> _What to do_:
Copy each line of the following material that has the string "window".

> _Material provided_:

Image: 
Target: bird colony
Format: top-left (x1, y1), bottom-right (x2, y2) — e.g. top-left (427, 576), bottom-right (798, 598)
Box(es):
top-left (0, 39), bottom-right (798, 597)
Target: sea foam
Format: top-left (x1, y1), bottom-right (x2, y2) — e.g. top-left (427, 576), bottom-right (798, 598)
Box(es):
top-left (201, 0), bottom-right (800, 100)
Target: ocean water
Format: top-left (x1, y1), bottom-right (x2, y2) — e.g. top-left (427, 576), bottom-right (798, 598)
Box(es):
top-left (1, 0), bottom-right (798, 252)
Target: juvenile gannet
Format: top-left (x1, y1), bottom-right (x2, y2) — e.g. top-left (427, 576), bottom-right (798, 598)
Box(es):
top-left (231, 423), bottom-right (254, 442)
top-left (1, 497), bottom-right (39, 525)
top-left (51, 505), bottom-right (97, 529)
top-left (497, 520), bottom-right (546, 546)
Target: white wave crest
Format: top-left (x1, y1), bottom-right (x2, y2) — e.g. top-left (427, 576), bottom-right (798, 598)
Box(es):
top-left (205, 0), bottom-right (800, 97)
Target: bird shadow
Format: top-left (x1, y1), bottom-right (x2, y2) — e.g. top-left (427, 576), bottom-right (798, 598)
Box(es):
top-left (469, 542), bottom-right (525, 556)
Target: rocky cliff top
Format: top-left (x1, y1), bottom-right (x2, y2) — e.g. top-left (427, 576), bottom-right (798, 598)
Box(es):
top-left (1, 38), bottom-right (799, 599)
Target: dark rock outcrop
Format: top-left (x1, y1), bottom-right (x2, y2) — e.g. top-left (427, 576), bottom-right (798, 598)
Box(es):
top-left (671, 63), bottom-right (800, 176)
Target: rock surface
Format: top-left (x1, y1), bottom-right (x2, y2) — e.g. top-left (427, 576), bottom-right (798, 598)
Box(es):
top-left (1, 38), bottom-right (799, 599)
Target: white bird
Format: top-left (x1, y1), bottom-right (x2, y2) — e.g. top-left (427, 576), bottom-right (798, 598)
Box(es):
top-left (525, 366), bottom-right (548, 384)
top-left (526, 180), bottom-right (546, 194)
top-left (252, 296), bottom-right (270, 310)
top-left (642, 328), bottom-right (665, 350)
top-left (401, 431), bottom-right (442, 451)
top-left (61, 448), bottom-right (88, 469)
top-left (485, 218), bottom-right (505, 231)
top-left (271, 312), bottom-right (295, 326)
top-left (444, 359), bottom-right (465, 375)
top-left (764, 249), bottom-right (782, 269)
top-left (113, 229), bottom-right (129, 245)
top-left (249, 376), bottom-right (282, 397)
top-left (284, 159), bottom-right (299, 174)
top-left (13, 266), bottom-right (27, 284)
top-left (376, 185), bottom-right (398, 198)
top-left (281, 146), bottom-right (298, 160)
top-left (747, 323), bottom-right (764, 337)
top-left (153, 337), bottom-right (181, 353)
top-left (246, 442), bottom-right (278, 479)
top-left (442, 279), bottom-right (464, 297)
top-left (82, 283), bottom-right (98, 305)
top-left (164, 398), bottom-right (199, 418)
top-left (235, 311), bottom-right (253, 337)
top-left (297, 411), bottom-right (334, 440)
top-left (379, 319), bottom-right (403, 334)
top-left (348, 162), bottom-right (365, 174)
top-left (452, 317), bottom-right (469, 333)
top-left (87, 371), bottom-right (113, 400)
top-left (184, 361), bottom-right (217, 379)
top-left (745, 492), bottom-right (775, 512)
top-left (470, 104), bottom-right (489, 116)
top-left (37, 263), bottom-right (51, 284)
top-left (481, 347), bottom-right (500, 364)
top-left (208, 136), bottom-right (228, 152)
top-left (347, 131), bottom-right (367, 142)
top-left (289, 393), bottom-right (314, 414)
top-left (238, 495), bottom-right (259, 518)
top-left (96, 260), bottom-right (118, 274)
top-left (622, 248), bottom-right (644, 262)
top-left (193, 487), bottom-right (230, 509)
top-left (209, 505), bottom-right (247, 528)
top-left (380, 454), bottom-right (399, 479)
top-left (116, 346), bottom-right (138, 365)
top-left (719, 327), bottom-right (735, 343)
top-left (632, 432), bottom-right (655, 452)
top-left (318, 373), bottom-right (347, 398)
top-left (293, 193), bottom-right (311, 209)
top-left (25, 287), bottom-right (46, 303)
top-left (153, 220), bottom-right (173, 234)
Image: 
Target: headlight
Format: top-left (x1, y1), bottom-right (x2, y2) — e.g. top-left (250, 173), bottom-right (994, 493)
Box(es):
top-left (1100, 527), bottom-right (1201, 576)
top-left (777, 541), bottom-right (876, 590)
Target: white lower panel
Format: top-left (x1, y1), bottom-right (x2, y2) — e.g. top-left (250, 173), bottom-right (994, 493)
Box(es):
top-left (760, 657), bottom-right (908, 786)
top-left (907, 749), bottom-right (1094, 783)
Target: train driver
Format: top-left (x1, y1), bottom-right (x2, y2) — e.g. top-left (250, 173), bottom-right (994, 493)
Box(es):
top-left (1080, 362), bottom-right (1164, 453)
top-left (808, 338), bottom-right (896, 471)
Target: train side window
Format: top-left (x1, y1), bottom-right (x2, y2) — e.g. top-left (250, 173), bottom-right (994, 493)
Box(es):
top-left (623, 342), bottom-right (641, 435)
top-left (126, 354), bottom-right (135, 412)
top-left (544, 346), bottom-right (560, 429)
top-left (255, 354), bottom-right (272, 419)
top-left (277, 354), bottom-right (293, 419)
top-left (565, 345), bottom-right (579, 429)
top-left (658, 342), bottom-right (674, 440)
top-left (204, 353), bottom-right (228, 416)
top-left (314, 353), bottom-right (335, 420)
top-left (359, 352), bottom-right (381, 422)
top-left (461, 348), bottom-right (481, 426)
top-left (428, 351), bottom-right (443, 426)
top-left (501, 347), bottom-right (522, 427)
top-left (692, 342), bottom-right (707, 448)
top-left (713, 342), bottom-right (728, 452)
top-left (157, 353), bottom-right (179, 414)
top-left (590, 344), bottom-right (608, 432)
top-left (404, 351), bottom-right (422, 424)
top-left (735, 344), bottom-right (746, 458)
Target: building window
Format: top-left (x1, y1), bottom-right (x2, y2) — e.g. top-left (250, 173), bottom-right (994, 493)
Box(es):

> _Written response_:
Target: train side window
Target: building window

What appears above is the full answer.